• [Passage shown]:
○ ○ ○ ○

The independent Evangelical pastors probably want a quiet life but will gladly let MacArthur do the heavy lifting and then reap the rewards any wins bring.

Today, by chance, I came across an article at LifeNews.com:

‘Judge Fines Church $3,000 for Holding Worship Service, But Abortion Clinics Can Kill Babies’ chronicles the stories of two other California churches that have fallen foul of the law recently. One is in Ventura County. The other is in Santa Clara County:

California Pastor Rob McCoy of Godspeak Calvary Chapel in Thousand Oaks appeared before Judge Vincent O’Neill in Superior Court of Ventura County on Friday, August 21 and was held in contempt of court.  Godspeak Calvary Chapel was fined $500 per three services, for two Sundays, or a total of $3,000.

○ ○ ○ ○

• [Entries supplied]:
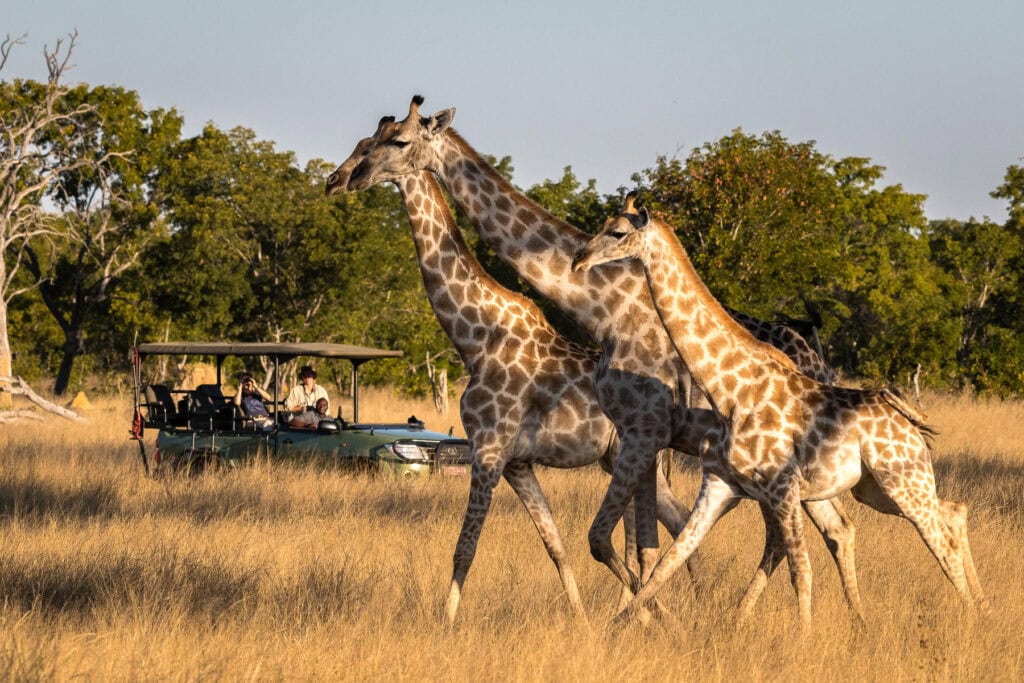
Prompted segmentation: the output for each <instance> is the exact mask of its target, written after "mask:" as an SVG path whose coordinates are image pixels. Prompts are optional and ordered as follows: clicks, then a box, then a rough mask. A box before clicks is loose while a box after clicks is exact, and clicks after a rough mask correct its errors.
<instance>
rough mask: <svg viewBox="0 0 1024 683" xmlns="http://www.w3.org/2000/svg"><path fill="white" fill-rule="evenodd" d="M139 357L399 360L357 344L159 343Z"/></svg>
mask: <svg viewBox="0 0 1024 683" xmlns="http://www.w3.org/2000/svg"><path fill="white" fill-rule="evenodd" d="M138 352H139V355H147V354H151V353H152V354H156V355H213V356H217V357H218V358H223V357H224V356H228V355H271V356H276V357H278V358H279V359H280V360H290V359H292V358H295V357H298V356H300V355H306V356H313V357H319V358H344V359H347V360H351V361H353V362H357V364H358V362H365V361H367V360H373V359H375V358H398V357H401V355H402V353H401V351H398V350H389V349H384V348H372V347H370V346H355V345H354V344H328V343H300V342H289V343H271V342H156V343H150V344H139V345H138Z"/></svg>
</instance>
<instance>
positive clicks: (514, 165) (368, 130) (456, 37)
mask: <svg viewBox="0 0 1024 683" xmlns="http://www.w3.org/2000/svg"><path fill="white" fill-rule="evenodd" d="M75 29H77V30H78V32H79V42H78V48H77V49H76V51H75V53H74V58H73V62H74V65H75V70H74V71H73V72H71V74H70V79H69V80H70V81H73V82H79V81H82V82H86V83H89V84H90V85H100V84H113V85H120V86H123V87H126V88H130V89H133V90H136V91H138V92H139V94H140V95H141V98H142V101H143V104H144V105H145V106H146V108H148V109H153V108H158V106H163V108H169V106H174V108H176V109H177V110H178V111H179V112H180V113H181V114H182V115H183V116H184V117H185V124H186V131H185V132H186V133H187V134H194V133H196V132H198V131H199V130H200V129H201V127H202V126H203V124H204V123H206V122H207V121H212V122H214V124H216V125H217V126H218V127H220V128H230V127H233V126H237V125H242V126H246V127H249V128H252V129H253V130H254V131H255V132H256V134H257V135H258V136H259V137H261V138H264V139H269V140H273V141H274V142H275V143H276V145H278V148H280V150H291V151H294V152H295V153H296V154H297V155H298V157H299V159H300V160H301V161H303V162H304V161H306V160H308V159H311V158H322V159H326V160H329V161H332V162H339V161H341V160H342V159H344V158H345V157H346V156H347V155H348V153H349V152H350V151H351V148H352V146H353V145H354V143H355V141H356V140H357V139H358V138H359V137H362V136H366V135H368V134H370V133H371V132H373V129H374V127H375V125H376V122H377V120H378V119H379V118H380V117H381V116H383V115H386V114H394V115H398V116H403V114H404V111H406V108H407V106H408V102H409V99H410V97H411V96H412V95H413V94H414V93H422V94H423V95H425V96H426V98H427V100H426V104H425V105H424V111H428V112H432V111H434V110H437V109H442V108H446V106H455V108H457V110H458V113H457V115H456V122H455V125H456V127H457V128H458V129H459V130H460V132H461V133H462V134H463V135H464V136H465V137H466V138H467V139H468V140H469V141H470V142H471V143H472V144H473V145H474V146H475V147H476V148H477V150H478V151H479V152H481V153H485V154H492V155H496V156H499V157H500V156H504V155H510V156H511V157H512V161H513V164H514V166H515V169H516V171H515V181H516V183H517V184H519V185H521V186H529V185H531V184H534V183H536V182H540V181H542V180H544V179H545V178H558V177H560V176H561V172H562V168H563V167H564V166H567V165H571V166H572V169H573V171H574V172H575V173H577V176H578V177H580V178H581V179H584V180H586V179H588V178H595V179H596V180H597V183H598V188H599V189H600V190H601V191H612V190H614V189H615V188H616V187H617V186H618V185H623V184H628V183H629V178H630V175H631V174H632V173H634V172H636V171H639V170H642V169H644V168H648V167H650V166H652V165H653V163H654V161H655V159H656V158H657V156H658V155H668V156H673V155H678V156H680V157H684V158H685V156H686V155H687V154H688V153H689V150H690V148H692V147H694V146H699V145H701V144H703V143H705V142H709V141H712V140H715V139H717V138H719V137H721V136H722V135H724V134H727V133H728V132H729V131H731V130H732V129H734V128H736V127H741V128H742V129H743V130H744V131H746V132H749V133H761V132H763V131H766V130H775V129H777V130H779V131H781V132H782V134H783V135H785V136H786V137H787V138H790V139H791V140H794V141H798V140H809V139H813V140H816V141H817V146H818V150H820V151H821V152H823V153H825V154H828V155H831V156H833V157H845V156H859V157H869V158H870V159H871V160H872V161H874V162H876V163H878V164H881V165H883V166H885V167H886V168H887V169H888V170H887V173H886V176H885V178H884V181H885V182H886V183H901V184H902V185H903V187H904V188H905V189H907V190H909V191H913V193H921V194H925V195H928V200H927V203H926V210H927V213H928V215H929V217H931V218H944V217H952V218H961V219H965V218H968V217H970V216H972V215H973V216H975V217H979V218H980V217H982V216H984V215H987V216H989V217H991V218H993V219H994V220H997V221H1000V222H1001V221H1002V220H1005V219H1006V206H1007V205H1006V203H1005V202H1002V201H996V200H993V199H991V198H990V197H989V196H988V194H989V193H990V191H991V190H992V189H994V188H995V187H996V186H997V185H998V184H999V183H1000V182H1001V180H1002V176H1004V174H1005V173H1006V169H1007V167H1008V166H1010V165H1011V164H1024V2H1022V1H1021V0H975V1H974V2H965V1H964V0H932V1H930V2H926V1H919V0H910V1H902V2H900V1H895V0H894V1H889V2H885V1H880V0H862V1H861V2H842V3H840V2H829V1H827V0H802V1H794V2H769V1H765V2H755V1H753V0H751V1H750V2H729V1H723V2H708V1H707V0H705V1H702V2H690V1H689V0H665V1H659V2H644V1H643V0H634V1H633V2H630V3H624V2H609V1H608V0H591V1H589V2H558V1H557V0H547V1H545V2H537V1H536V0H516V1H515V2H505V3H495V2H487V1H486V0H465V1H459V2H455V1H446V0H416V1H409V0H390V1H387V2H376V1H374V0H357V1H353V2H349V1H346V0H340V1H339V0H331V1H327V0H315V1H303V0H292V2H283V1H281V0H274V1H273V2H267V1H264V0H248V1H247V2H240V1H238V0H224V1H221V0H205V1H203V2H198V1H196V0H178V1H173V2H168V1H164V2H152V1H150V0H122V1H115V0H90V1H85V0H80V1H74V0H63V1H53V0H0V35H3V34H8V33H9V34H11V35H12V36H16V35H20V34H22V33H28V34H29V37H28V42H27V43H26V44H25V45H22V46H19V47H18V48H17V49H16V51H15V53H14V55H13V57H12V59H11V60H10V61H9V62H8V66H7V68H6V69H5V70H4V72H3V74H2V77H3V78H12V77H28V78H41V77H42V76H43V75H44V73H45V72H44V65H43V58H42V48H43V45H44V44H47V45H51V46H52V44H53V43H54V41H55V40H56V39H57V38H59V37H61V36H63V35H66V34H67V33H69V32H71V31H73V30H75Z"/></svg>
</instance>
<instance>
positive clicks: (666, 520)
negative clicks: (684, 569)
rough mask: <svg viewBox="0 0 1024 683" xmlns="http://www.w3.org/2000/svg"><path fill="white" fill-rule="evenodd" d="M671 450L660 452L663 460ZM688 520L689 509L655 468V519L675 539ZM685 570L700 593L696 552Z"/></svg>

○ ○ ○ ○

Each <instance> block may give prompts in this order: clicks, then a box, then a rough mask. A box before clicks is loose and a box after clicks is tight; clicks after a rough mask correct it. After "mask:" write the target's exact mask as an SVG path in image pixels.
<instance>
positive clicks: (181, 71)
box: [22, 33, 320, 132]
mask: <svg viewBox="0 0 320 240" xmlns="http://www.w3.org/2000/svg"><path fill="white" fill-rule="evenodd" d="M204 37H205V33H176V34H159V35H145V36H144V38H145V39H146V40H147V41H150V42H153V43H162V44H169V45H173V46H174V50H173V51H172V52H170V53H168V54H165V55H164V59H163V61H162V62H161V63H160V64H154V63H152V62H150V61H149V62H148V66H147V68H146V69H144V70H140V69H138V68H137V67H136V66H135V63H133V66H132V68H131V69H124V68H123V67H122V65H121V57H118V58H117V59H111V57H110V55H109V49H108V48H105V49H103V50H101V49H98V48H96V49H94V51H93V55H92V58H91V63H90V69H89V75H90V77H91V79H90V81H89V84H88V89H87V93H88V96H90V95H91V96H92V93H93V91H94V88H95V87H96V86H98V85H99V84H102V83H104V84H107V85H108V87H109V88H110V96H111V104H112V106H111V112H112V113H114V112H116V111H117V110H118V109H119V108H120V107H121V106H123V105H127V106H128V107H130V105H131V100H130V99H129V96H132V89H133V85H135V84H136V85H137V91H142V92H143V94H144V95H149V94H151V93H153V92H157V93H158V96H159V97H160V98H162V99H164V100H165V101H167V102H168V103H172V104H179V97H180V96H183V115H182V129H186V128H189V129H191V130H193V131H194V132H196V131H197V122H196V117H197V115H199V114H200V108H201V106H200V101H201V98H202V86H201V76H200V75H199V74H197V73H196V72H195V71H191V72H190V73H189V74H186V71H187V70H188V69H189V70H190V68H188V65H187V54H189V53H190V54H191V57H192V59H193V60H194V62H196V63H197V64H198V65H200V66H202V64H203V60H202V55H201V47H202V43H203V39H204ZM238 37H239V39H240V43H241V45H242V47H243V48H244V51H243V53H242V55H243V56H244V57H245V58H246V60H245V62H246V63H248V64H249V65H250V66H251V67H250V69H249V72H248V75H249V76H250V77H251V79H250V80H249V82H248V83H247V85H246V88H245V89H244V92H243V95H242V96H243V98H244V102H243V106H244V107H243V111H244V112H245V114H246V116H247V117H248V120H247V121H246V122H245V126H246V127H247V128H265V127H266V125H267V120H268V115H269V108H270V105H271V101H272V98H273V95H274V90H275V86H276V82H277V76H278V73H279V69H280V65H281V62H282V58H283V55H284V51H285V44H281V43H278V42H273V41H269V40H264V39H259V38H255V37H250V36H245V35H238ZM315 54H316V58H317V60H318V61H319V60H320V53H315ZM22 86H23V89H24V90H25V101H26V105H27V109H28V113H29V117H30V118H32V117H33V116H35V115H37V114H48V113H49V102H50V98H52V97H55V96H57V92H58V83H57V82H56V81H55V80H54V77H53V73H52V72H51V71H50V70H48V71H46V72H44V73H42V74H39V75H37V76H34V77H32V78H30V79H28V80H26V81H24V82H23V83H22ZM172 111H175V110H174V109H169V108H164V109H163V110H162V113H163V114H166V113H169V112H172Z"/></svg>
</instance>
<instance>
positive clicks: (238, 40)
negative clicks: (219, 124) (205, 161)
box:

○ ○ ○ ○

• [Exercises]:
1. Reproduce the passage on California church fines from "California Pastor Rob" to "total of $3,000.".
2. Answer these about the passage on California church fines:
(a) On which website was the article found?
(b) In which two counties are the churches described in that article?
(c) Before which judge did Pastor Rob McCoy appear?
3. Pick up the passage on California church fines after its final sentence and continue it.

• [Task-by-task results]:
1.
California Pastor Rob McCoy of Godspeak Calvary Chapel in Thousand Oaks appeared before Judge Vincent O’Neill in Superior Court of Ventura County on Friday, August 21 and was held in contempt of court.  Godspeak Calvary Chapel was fined $500 per three services, for two Sundays, or a total of $3,000.

2.
(a) LifeNews.com
(b) Ventura County and Santa Clara County
(c) Judge Vincent O’Neill

3.
Pastor McCoy received an order from a Ventura state judge on Friday, August 7, banning the church’s in-person services. Superior Court Judge Matthew Guasco issued a temporary restraining order to Pastor Rob McCoy, the Church, and Does 1-1000, along with anyone “acting in concert with them” who might attend worship in the future. Governor Gavin Newsom ordered no singing or chanting, and then ordered no worship, even in private homes with anyone who does not live in the home.

Godspeak Calvary Chapel (Church) held three worship services on Sunday, August 9 and August 16. An evidentiary hearing is set for Aug. 31.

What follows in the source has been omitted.